Task data:
>> Start

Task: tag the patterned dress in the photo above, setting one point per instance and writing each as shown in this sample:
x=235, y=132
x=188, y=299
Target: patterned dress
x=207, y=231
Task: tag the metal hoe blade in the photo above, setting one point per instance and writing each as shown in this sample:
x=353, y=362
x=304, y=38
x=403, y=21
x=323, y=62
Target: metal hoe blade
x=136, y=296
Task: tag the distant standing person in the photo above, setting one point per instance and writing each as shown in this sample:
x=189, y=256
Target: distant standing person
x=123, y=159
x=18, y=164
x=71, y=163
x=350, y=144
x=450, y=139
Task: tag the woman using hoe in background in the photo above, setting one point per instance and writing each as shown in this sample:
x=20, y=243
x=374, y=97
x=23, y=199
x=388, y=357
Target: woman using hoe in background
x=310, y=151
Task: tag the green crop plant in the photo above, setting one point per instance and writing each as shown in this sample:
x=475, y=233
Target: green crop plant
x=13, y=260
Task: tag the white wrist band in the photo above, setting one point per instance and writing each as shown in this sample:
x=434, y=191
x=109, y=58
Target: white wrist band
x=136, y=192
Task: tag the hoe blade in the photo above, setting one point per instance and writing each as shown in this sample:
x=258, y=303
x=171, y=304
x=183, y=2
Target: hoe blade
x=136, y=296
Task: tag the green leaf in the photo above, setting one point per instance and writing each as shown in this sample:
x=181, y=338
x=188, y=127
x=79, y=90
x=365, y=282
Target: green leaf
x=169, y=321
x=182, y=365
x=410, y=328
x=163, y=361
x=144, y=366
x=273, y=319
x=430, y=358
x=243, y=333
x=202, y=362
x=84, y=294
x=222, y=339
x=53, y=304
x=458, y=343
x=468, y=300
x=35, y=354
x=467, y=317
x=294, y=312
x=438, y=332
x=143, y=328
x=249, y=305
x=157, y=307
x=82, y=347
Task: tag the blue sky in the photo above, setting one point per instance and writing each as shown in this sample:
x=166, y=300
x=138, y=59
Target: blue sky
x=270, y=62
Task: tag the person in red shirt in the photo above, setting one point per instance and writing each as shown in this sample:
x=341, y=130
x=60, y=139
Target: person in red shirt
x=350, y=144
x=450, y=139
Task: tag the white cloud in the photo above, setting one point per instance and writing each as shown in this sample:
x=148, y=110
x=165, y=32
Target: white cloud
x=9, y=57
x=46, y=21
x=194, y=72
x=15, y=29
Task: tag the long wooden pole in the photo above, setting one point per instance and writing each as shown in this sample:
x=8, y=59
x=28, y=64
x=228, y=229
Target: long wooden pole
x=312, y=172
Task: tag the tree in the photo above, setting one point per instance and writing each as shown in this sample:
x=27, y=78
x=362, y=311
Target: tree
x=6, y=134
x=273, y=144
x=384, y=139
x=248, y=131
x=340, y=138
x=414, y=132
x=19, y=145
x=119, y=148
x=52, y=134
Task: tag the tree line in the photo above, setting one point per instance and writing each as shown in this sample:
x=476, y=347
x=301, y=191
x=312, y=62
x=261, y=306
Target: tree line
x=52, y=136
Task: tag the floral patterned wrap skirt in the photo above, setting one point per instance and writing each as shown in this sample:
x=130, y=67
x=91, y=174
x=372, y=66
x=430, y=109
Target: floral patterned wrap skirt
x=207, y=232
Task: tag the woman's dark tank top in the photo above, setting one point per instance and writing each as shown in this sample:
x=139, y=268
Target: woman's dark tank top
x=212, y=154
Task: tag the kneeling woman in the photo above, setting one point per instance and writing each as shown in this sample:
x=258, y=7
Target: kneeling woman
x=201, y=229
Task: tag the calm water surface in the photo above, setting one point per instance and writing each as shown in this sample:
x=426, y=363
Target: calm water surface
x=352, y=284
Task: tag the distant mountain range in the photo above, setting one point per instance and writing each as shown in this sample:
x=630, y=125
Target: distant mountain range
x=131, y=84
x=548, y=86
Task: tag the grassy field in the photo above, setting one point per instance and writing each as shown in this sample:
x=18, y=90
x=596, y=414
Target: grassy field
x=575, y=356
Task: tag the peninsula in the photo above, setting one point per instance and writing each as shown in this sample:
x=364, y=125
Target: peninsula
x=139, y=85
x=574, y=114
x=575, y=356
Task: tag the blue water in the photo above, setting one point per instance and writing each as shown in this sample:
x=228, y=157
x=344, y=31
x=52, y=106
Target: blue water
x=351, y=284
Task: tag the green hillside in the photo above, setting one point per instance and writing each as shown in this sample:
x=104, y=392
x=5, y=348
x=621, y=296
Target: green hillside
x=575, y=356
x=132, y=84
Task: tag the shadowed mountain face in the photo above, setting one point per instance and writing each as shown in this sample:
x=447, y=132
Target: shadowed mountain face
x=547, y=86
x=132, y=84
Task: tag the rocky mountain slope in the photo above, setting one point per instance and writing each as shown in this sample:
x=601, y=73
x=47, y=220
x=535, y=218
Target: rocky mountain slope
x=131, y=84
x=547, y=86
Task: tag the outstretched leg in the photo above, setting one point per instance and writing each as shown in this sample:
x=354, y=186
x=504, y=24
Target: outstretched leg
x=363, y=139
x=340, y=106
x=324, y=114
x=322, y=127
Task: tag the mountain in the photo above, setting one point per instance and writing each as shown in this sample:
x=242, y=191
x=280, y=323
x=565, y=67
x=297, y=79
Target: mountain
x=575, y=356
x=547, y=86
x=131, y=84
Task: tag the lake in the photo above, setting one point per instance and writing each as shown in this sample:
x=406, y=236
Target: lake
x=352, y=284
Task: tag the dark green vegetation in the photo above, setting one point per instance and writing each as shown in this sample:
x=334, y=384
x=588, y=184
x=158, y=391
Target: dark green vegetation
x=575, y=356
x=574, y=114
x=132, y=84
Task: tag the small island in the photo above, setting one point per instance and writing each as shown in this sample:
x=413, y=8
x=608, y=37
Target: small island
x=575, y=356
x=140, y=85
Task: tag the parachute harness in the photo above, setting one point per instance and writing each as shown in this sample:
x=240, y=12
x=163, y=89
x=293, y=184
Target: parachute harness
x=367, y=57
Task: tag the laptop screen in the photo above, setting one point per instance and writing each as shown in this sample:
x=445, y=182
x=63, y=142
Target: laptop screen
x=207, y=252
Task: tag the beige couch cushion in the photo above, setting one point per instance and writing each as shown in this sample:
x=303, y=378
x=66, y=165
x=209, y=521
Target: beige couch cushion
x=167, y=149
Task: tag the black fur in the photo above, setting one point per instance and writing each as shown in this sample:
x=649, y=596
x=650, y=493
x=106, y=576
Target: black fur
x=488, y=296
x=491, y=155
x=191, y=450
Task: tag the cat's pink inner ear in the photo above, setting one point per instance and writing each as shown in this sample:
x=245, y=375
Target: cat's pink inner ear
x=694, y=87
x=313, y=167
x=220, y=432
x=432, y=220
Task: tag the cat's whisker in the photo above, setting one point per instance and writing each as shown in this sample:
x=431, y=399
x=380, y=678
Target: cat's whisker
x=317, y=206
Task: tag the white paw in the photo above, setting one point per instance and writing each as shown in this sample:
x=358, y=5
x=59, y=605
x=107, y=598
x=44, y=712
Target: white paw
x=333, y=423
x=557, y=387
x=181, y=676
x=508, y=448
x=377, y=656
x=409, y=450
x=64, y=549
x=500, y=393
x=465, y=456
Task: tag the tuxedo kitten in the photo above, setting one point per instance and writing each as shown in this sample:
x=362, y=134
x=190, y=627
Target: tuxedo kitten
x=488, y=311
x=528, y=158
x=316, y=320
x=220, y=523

>> End

Stated task: Copy the rows above word for word, starting at the line that contains "Task: tag the green hillside" and ending at the line that contains "x=167, y=149", with both of those lines included.

Result of the exercise:
Task: tag the green hillside in the photo above, setting one point per instance and writing each as shown in this sample:
x=104, y=392
x=5, y=348
x=621, y=296
Target: green hillside
x=575, y=356
x=132, y=84
Task: tag the shadowed mountain face in the photo above, setting one point per instance and writing each as shown in this sample:
x=447, y=132
Target: shadowed mountain face
x=547, y=86
x=132, y=84
Task: tag the rocky mountain slope in the photo above, setting one point per instance and writing each as shown in this sample:
x=601, y=73
x=47, y=220
x=535, y=218
Target: rocky mountain slope
x=131, y=84
x=547, y=86
Task: tag the outstretched leg in the photo above, setting one point per instance and writing each as shown in this sample:
x=354, y=186
x=504, y=24
Target: outstretched leg
x=363, y=139
x=340, y=106
x=324, y=114
x=322, y=127
Task: tag the mountain in the photo above, setting one point per instance and writing each as shown in this sample:
x=242, y=191
x=280, y=323
x=565, y=67
x=297, y=79
Target: mountain
x=575, y=356
x=547, y=86
x=131, y=84
Task: tag the lake in the photo above, setting one point per instance and writing each as shown in this sample:
x=406, y=236
Target: lake
x=352, y=284
Task: tag the dark green vegetation in the photo above, setting one point per instance and writing each as shown in this sample:
x=334, y=384
x=588, y=184
x=158, y=391
Target: dark green vegetation
x=575, y=356
x=574, y=114
x=132, y=84
Task: tag the small island in the photo above, setting one point per instance and writing each as shown in this sample:
x=413, y=8
x=608, y=37
Target: small island
x=575, y=356
x=140, y=85
Task: tag the parachute harness in the photo above, setting one point per instance and writing each as shown in this sample:
x=240, y=12
x=163, y=89
x=293, y=184
Target: parachute harness
x=367, y=57
Task: tag the laptop screen in the photo above, setting one point per instance and writing each as shown in this sample:
x=445, y=182
x=63, y=142
Target: laptop screen
x=207, y=252
Task: tag the beige couch cushion in the photo above, setting one point per instance and writing each as shown in this sample:
x=303, y=378
x=66, y=165
x=209, y=521
Target: beige couch cushion
x=167, y=149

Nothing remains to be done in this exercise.